■ Aim of the task: Identify every line in the rows below that contains the string "white", and copy each of those lines. Matching is case-sensitive.

□ □ □

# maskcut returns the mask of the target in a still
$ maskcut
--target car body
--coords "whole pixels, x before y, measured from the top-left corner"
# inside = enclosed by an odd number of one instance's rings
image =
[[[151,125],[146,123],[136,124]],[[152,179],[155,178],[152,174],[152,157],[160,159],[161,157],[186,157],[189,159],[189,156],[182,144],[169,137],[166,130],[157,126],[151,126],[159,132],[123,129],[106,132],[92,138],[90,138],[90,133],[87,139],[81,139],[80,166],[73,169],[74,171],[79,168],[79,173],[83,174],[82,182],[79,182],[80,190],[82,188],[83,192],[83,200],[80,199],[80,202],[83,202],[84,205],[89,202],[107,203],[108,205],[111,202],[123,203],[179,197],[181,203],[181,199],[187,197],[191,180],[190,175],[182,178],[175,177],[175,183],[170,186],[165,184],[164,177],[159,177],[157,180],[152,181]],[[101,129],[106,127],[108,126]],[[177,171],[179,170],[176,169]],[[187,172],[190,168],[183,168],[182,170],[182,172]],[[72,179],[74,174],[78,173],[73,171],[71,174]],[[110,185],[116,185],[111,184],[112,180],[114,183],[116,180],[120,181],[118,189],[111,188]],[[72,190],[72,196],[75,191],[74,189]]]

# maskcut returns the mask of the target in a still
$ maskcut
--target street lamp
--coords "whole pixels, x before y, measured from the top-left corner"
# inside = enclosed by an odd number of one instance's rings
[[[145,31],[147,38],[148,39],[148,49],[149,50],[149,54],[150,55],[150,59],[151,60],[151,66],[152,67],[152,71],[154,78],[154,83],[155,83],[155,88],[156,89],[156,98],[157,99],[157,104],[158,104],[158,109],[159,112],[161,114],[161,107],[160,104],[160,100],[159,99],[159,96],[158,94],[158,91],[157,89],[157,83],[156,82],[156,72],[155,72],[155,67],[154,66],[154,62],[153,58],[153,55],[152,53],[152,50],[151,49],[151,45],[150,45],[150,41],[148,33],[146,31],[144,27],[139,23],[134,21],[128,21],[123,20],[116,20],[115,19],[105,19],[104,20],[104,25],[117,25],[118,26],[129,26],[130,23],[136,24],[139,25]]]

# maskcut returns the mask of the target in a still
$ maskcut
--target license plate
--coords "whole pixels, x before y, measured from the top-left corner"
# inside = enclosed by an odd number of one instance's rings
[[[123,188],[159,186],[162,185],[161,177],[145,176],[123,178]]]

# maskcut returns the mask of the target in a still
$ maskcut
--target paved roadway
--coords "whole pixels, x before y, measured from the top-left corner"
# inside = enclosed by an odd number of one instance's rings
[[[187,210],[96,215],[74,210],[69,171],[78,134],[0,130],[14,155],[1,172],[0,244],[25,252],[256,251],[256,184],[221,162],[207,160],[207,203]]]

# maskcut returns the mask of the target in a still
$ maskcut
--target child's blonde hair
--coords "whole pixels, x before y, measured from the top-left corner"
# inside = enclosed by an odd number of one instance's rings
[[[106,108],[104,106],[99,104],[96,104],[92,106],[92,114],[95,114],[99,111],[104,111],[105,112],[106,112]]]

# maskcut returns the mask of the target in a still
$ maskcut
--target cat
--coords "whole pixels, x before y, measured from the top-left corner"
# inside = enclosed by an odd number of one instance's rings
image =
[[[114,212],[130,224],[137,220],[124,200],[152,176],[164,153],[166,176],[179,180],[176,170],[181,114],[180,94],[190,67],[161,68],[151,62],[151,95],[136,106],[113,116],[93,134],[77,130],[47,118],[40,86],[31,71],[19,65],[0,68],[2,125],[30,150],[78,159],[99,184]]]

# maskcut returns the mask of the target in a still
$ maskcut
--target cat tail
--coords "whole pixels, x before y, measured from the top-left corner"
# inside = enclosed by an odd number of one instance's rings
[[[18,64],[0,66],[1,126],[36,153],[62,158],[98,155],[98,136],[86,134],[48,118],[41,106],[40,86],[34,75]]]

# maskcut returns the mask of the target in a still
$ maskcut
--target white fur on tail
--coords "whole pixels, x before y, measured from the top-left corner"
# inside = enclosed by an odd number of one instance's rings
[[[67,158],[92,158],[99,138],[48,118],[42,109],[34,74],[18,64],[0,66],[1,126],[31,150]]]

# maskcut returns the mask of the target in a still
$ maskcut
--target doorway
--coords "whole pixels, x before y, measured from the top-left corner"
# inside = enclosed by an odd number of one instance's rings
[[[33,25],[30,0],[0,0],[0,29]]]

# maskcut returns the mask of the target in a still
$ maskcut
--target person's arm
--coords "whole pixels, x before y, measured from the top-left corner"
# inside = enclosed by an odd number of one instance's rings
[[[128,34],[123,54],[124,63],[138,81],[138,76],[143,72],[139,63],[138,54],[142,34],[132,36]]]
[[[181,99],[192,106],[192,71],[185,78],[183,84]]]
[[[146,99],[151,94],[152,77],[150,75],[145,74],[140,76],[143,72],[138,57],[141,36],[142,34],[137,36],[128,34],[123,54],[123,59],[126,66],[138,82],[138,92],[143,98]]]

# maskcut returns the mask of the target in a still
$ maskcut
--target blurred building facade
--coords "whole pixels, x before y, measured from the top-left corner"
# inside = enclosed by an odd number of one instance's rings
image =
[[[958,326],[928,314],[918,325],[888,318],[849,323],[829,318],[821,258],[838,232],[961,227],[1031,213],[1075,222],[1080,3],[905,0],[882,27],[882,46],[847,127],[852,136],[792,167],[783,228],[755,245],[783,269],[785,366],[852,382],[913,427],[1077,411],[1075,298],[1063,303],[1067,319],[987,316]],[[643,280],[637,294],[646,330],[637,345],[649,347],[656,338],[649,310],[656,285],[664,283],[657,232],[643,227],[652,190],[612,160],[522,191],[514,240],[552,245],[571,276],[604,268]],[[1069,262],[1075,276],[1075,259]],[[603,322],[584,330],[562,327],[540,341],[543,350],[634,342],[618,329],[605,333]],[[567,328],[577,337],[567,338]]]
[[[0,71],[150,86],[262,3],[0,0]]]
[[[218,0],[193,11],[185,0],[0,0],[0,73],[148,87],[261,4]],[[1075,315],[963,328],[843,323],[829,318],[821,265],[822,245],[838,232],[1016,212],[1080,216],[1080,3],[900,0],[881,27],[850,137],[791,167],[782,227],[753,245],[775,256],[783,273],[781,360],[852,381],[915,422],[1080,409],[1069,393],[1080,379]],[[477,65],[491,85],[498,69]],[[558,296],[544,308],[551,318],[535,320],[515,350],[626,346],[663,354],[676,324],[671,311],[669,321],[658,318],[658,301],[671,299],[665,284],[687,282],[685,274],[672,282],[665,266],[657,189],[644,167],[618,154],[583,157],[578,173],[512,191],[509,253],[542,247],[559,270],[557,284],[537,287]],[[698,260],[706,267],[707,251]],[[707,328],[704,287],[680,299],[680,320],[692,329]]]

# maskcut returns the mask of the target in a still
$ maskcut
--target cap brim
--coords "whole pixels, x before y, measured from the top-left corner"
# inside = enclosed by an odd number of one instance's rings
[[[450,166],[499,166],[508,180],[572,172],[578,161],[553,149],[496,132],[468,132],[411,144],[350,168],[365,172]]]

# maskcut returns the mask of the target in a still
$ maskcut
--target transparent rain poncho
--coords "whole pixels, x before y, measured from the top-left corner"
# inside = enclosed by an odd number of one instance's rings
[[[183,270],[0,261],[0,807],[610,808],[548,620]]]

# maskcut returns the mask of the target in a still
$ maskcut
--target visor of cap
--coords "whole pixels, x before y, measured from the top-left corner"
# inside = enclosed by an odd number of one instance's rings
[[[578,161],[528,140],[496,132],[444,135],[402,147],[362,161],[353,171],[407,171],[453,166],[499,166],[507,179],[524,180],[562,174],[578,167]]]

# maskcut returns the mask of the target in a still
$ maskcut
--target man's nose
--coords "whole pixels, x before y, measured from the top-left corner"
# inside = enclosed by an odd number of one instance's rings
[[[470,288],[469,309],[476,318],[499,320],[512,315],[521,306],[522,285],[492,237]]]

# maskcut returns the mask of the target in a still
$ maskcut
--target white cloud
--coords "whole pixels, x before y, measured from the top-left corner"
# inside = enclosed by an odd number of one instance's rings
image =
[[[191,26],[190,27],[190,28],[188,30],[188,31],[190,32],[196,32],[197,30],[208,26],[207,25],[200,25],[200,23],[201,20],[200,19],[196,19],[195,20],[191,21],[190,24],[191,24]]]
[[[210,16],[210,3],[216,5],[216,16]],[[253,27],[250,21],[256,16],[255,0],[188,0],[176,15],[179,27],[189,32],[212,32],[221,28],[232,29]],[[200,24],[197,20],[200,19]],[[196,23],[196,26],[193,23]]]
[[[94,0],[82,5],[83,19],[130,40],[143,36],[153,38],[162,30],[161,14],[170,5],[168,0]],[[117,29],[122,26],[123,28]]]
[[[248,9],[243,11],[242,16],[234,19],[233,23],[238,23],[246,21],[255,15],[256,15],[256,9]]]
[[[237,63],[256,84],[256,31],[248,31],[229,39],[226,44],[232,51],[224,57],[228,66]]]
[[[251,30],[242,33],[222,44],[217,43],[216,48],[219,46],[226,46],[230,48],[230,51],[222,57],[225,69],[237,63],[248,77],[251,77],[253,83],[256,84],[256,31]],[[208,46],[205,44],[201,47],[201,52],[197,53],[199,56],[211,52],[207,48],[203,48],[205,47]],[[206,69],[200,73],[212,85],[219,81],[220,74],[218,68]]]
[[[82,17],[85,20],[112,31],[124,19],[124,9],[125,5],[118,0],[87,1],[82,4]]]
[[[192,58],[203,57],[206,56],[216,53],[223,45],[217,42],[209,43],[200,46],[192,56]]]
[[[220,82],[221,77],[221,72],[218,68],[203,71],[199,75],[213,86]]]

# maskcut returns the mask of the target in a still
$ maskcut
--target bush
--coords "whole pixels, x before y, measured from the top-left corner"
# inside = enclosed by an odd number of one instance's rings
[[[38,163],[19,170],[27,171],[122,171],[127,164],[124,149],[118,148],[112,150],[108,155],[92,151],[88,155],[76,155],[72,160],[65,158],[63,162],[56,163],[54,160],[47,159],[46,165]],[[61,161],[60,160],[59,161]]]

□ □ □

■ Output of the exercise:
--target white fur on tail
--target white cloud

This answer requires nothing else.